Instructions for the task - Output all of the material once more, so that every line matches the original exactly.
--------------------------------------------------
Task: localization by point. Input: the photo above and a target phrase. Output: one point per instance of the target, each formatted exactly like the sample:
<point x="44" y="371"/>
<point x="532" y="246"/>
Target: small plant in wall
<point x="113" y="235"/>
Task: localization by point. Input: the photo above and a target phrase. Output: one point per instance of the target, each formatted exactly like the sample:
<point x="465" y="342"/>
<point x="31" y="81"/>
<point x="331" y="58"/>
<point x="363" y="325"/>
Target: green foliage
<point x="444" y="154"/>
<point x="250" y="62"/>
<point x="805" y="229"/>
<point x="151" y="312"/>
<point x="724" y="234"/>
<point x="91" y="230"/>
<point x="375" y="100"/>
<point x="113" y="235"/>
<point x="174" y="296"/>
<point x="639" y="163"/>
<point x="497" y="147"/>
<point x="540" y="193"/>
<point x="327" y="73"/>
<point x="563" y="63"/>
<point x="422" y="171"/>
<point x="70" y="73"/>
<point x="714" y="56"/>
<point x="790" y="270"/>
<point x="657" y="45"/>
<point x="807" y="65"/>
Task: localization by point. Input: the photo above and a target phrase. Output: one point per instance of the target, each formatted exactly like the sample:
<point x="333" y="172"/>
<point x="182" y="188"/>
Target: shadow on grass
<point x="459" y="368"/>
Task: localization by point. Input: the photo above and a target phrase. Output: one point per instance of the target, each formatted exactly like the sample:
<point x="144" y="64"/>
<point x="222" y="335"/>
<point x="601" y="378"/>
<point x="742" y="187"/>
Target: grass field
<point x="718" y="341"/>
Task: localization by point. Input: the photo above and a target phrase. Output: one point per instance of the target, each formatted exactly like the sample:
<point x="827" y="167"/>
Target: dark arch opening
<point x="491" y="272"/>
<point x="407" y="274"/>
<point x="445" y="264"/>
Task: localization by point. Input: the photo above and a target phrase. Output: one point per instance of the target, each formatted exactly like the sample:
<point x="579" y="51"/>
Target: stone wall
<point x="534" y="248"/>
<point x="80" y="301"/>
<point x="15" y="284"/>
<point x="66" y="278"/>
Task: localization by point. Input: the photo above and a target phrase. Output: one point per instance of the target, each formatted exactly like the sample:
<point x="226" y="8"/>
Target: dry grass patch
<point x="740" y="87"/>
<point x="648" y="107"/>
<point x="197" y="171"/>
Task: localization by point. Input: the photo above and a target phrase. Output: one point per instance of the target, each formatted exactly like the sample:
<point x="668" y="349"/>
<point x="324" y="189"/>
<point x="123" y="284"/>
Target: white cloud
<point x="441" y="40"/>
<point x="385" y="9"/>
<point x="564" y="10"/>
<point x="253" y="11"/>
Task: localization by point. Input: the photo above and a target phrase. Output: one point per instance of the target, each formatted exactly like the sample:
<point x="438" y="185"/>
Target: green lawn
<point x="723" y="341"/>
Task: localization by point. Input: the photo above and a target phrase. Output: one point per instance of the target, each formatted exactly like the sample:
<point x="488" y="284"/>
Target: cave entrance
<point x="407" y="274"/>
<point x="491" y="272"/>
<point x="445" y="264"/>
--------------------------------------------------
The answer -
Task: localization by point. Input: the photo above and a target phrase. Output: one point per instance of the target, each formatted exactly like the sample:
<point x="44" y="371"/>
<point x="532" y="246"/>
Target: small plant in wall
<point x="113" y="235"/>
Task: localization by point. Input: the photo above and a target phrase. Output: one point per instance of the target, each formatted exactly like the sample:
<point x="465" y="342"/>
<point x="31" y="81"/>
<point x="331" y="58"/>
<point x="363" y="325"/>
Target: green foliage
<point x="444" y="154"/>
<point x="250" y="62"/>
<point x="805" y="229"/>
<point x="151" y="312"/>
<point x="724" y="234"/>
<point x="91" y="230"/>
<point x="375" y="100"/>
<point x="113" y="235"/>
<point x="174" y="296"/>
<point x="639" y="163"/>
<point x="497" y="147"/>
<point x="540" y="193"/>
<point x="327" y="73"/>
<point x="563" y="63"/>
<point x="422" y="171"/>
<point x="70" y="73"/>
<point x="714" y="56"/>
<point x="790" y="270"/>
<point x="657" y="45"/>
<point x="807" y="65"/>
Task: localization by point. Input: the photo above and a target phrase. Output: one point per instance of the target, each formatted exactly like the sample:
<point x="333" y="172"/>
<point x="182" y="188"/>
Target: shadow on grass
<point x="459" y="368"/>
Task: localization by point. Input: the photo above and a target phrase. Output: one point per instance of the target, each formatted exactly like the sample:
<point x="144" y="64"/>
<point x="222" y="335"/>
<point x="601" y="378"/>
<point x="742" y="187"/>
Target: grass field
<point x="718" y="341"/>
Task: localization by point. Input: the photo above and a target phrase. Output: one point per instance of the target, each formatted exactly like the sample:
<point x="827" y="167"/>
Target: dark arch opening
<point x="491" y="272"/>
<point x="407" y="274"/>
<point x="445" y="264"/>
Task: localization by point. Input: the photo above and a target phrase. Output: one point per instance of the target, each formatted exactly like the sample:
<point x="579" y="51"/>
Target: stone wall
<point x="534" y="248"/>
<point x="80" y="301"/>
<point x="15" y="284"/>
<point x="66" y="278"/>
Task: localization by point. Input: the photo above and a target phrase. Output: one point per instance of the target, each formatted exactly like the sample:
<point x="226" y="8"/>
Target: dry grass patch
<point x="740" y="87"/>
<point x="648" y="107"/>
<point x="197" y="171"/>
Task: localization by point. Input: the photo above and a target phrase. Output: one point per instance of the target, each formatted exactly like the sample:
<point x="668" y="349"/>
<point x="324" y="189"/>
<point x="123" y="284"/>
Target: white cloud
<point x="441" y="40"/>
<point x="385" y="9"/>
<point x="564" y="10"/>
<point x="253" y="11"/>
Task: localization by point. Input: the photo above and a target phrase. Output: one point per instance of the target, each formatted exactly like the sample:
<point x="438" y="185"/>
Target: green lawn
<point x="723" y="341"/>
Task: localization by point. Input: the photo above and a target phrase. Output: one point per instance of the target, each formatted exactly like the sample:
<point x="488" y="284"/>
Target: cave entrance
<point x="407" y="274"/>
<point x="491" y="272"/>
<point x="445" y="264"/>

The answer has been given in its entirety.